PROBLEM STATEMENT -> The records below must be transcribed precisely and in full.

STORED DATA ->
· · ·

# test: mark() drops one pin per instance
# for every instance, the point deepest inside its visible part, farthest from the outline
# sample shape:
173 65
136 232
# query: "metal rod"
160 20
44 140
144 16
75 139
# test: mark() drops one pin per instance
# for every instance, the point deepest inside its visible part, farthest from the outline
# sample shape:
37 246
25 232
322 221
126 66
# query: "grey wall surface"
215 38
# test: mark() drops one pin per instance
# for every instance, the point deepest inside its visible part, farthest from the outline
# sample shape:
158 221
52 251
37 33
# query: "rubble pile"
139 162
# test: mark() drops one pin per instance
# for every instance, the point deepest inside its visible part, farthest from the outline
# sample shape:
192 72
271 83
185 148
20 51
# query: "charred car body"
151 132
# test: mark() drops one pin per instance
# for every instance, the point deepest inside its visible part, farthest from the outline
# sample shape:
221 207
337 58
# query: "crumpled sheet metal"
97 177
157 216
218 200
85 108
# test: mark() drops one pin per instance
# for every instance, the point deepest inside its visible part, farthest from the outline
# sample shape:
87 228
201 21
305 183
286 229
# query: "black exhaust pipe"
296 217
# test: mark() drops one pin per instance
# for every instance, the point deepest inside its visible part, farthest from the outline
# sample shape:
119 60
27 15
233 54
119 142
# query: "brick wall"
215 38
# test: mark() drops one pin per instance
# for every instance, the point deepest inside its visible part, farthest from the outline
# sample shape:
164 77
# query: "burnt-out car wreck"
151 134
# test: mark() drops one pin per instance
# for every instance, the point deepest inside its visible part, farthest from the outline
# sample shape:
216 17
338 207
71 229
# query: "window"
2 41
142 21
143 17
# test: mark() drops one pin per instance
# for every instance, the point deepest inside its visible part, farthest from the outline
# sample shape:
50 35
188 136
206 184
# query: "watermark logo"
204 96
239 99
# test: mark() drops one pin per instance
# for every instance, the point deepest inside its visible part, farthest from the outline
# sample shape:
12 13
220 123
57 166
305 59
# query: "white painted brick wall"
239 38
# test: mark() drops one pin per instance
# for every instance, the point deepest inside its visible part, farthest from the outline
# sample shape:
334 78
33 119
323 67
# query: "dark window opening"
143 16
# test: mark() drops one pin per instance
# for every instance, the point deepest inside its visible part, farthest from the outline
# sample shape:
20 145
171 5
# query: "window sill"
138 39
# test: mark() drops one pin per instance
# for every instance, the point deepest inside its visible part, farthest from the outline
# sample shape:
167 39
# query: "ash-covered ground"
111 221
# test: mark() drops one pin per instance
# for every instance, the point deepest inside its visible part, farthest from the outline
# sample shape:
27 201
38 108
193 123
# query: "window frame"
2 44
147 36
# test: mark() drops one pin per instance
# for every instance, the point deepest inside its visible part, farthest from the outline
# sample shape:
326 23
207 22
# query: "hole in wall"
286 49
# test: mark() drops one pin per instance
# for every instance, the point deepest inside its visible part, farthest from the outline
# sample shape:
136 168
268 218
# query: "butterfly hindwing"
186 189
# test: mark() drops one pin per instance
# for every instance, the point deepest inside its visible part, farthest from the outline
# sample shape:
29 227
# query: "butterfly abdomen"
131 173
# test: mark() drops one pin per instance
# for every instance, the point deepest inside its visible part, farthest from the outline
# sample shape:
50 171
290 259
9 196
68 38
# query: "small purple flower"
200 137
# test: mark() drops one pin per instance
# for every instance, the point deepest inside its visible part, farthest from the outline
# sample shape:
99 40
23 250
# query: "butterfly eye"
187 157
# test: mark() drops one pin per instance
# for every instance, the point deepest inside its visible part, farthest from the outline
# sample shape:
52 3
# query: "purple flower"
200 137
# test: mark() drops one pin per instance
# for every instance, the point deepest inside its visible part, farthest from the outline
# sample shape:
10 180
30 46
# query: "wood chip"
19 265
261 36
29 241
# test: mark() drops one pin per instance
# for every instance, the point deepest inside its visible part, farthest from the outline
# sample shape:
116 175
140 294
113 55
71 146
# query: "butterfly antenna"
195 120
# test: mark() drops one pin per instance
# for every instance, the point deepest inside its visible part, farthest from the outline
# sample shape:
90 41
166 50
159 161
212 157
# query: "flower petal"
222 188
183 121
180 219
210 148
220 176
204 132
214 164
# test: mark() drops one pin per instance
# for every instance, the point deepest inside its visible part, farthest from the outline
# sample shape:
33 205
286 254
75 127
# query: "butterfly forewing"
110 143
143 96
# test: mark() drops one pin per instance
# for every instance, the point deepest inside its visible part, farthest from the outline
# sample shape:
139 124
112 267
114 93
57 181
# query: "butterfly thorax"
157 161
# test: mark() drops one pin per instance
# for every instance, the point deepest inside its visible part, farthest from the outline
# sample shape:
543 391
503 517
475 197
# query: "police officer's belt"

· · ·

PROBLEM SOLUTION ->
# test: mark() drops one pin per instance
# for every instance, the point deepest inside its visible part, farthest from the outline
# sample shape:
173 65
136 232
# query: "metal rod"
160 20
44 140
144 16
75 139
# test: mark() drops one pin per instance
# for every instance, the point deepest inside its visible part, farthest from the outline
# sample shape:
37 246
25 232
322 221
126 66
# query: "grey wall surface"
215 38
# test: mark() drops one pin per instance
# for every instance, the point deepest inside its visible part, farthest from the outline
# sample shape:
158 221
52 251
37 33
# query: "rubble pile"
139 162
# test: mark() drops one pin per instance
# for every instance, the point deepest inside its visible part, farthest from the outline
# sample shape:
192 72
271 83
185 148
20 51
# query: "charred car body"
151 132
# test: mark() drops one pin per instance
# for every instance, the point deepest inside its visible part, farthest from the outline
# sample shape:
221 207
337 58
# query: "crumpled sheet metal"
97 177
157 216
218 200
85 108
# test: mark() drops one pin per instance
# for every instance, the point deepest inside its visible part, farthest from the outline
# sample shape:
87 228
201 21
305 183
286 229
# query: "black exhaust pipe"
296 217
# test: mark() drops one pin per instance
# for every instance, the point deepest inside its visible part, farthest from the outline
# sample shape:
119 60
27 15
233 54
119 142
# query: "brick wall"
215 38
# test: mark() drops one pin per instance
# for every instance, the point deepest inside its visible part, farthest from the outline
# sample shape:
164 77
# query: "burnt-out car wreck"
151 134
# test: mark() drops one pin per instance
# for every instance, the point deepest inside its visible part, farthest from the outline
# sample shape:
216 17
338 207
71 229
# query: "window"
2 41
142 21
143 17
# test: mark() drops one pin per instance
# for every instance, the point deepest inside its visible part, farthest from the outline
# sample shape:
50 35
188 136
206 184
# query: "watermark logo"
204 96
239 99
# test: mark() drops one pin per instance
# for every instance, the point deepest inside its visible part, farthest from the outline
# sample shape:
12 13
220 123
57 166
305 59
# query: "white painted brick wall"
239 38
# test: mark() drops one pin per instance
# for every instance, the point deepest inside its visible part, farthest from the outline
# sample shape:
334 78
33 119
323 67
# query: "dark window opening"
143 16
# test: mark() drops one pin per instance
# for every instance, the point deepest inside its visible part, farthest from the outline
# sample shape:
20 145
171 5
# query: "window sill"
138 39
# test: mark() drops one pin per instance
# for every instance, the point deepest inside its visible part, farthest from the outline
# sample shape:
167 39
# query: "ash-covered ground"
111 221
# test: mark() drops one pin per instance
# for every instance, the point deepest inside its visible part, farthest from the outline
# sample shape:
27 201
38 108
193 123
# query: "window frame"
2 44
147 36
# test: mark() drops one pin per instance
# for every instance, the point deepest inside its visible part, farthest from the outline
# sample shape:
326 23
207 22
# query: "hole in wall"
286 49
# test: mark() drops one pin per instance
# for every instance, the point deepest inside its visible part, farthest from the outline
# sample shape:
136 168
268 218
# query: "butterfly hindwing"
186 189
# test: mark() drops one pin per instance
# for every instance, the point deepest inside its visible part, farthest from the outline
# sample shape:
29 227
# query: "butterfly abdomen"
131 173
# test: mark() drops one pin per instance
# for every instance, the point deepest inside its visible part, farthest from the outline
# sample shape:
50 171
290 259
9 196
68 38
# query: "small purple flower"
200 137
# test: mark() drops one pin per instance
# for every instance, the point deepest inside its visible part, farthest from the outline
# sample shape:
99 40
23 250
# query: "butterfly eye"
187 157
# test: mark() drops one pin per instance
# for every instance, the point deepest inside its visible part, farthest from the outline
# sample shape:
52 3
# query: "purple flower"
200 137
# test: mark() drops one pin per instance
# for every instance, the point deepest inside its visible part, farthest from the outline
# sample shape:
10 180
30 46
# query: "wood chip"
19 265
261 36
29 241
# test: mark() drops one pin per instance
# for every instance, the point deepest inside its visible part, farthest from the outline
# sample shape:
116 175
140 294
113 55
71 146
# query: "butterfly antenna"
195 120
# test: mark() drops one pin per instance
# for every instance, the point deepest inside its visible part, farthest from the outline
# sample shape:
90 41
166 50
159 161
212 157
# query: "flower petal"
222 188
183 121
180 219
210 148
220 176
204 132
214 164
# test: mark() drops one pin per instance
# for every instance, the point deepest inside its visible part, farthest from the outline
# sample shape:
33 205
286 254
75 127
# query: "butterfly forewing"
110 143
143 96
# test: mark() drops one pin per instance
# for every instance, the point deepest inside its visible part, farthest from the outline
# sample shape:
139 124
112 267
114 93
57 181
# query: "butterfly thorax"
157 161
# test: mark() drops one pin per instance
# for every instance, the point deepest inside its visible part, farthest from the outline
# sample shape:
543 391
503 517
475 197
# query: "police officer's belt"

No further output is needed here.